- Stored data entries:

┄┄┄┄┄┄┄┄┄┄

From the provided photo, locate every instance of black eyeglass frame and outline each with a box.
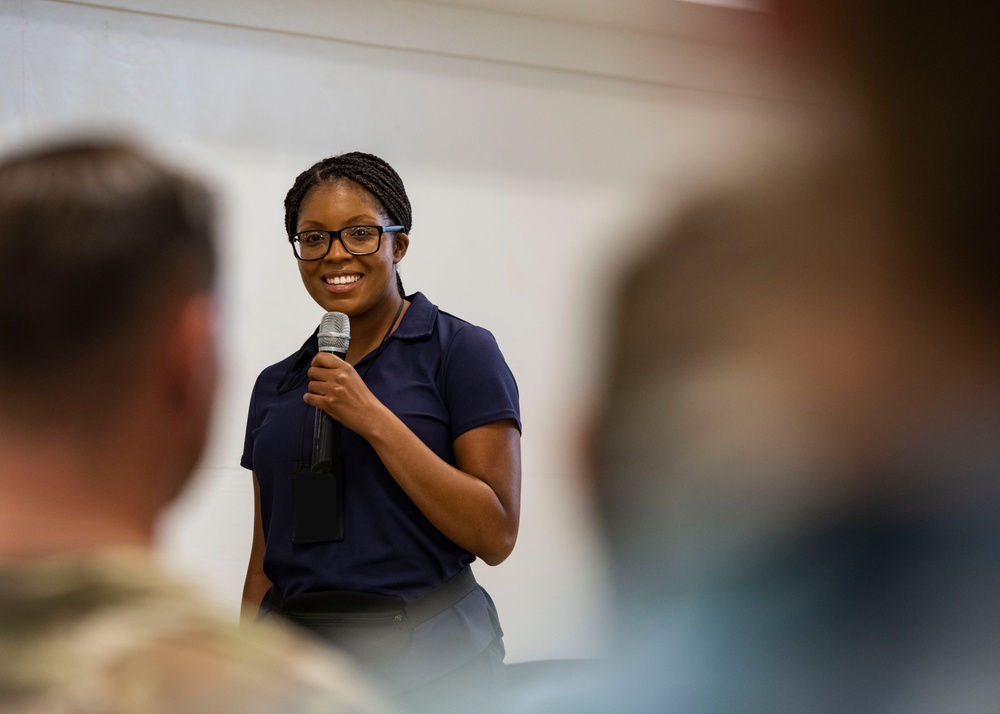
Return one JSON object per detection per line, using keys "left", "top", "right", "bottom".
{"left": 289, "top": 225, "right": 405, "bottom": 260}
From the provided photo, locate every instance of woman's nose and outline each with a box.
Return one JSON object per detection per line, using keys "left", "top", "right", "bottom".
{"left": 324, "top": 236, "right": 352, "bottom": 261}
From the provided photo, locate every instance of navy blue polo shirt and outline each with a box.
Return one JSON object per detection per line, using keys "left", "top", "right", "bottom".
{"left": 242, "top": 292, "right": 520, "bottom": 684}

┄┄┄┄┄┄┄┄┄┄

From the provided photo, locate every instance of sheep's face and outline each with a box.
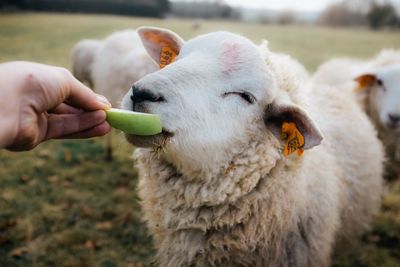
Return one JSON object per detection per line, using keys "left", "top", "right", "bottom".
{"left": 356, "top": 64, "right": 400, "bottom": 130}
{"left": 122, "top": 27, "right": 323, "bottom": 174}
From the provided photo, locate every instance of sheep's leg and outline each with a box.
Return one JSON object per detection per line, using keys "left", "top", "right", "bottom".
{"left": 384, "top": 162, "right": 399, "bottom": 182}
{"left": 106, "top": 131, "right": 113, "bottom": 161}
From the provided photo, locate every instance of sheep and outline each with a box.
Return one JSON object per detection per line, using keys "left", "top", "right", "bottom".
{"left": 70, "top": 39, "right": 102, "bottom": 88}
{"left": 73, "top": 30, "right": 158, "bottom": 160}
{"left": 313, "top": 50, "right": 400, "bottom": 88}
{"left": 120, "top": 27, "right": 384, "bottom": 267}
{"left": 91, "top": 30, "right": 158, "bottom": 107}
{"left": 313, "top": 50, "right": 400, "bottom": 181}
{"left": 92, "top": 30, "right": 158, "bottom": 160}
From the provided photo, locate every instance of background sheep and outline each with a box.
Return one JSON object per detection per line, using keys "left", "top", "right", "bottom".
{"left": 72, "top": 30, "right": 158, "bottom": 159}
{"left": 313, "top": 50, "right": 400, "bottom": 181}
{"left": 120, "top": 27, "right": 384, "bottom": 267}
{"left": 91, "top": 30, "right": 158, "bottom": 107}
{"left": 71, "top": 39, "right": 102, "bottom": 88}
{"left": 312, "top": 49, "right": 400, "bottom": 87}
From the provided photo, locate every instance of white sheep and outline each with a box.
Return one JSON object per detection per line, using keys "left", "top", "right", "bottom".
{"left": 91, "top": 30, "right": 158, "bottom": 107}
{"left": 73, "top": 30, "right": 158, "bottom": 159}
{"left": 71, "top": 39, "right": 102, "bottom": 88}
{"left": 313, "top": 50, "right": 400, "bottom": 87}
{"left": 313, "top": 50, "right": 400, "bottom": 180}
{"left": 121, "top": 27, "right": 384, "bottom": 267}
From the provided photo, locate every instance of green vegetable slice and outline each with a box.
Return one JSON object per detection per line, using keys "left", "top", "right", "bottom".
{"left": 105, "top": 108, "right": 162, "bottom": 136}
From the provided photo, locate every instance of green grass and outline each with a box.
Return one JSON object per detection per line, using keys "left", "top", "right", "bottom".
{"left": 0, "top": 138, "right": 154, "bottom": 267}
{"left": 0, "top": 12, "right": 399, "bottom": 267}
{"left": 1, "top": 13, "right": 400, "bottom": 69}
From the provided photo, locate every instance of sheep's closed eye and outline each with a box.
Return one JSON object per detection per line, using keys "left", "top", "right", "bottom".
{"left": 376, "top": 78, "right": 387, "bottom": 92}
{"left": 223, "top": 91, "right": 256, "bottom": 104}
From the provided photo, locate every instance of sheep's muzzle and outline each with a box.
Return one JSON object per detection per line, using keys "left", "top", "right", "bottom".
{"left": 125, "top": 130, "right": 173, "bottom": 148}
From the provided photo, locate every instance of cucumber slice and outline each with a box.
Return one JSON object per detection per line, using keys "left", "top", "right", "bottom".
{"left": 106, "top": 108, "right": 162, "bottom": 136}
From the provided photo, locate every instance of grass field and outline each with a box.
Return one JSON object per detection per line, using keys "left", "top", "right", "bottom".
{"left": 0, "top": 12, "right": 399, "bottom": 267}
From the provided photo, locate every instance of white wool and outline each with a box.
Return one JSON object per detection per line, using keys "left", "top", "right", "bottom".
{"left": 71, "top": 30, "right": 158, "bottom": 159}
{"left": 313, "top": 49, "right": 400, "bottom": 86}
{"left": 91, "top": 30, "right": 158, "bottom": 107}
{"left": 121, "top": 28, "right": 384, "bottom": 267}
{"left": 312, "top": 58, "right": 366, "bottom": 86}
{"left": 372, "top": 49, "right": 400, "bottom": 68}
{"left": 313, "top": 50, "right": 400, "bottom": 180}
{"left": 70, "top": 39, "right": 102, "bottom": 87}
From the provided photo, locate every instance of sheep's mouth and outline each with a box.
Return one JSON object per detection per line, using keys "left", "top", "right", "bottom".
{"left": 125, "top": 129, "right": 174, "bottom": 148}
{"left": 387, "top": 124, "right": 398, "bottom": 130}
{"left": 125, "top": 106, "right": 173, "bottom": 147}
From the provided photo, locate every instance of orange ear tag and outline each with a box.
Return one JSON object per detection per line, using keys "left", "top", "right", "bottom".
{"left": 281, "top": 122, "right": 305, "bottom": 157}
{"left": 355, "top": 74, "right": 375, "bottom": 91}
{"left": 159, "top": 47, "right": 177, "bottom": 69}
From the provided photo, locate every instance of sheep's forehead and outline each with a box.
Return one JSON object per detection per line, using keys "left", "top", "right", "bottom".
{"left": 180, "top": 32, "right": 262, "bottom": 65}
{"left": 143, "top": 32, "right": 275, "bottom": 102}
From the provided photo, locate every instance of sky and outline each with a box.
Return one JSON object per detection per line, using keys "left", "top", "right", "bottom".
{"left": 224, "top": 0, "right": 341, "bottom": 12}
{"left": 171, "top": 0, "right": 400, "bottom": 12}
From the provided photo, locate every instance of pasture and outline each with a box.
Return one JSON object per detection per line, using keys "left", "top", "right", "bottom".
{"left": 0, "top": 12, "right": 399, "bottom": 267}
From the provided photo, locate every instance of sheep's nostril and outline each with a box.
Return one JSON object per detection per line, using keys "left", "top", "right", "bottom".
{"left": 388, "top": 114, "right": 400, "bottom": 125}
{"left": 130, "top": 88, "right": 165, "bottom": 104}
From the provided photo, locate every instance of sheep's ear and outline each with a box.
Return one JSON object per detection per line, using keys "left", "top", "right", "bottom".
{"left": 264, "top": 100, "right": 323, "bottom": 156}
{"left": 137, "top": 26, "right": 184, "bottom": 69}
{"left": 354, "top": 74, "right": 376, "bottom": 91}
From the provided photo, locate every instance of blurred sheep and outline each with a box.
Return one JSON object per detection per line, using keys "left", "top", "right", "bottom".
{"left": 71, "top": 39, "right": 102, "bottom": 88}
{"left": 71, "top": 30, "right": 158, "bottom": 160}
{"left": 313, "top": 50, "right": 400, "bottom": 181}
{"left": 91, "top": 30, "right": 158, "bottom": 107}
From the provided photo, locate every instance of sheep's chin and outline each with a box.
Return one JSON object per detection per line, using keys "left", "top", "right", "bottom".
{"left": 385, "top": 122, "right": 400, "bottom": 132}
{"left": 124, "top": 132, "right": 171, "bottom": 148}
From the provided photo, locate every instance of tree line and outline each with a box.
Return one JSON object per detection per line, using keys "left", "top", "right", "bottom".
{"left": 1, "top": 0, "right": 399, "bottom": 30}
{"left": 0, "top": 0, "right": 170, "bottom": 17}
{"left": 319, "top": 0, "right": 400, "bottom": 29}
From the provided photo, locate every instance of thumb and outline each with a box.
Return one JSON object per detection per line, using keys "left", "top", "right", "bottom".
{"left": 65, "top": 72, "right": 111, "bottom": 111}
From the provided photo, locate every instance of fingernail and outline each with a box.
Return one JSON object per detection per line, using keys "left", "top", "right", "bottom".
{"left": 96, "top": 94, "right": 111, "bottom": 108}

┄┄┄┄┄┄┄┄┄┄

- What this task involves:
Scan the entries above for the string "slice" and copy each line containing it.

- Completed exercise:
From the provided photo, locate every instance of green vegetable slice and outline each with a box.
From the provided photo, locate every instance of cucumber slice and outline each with a box.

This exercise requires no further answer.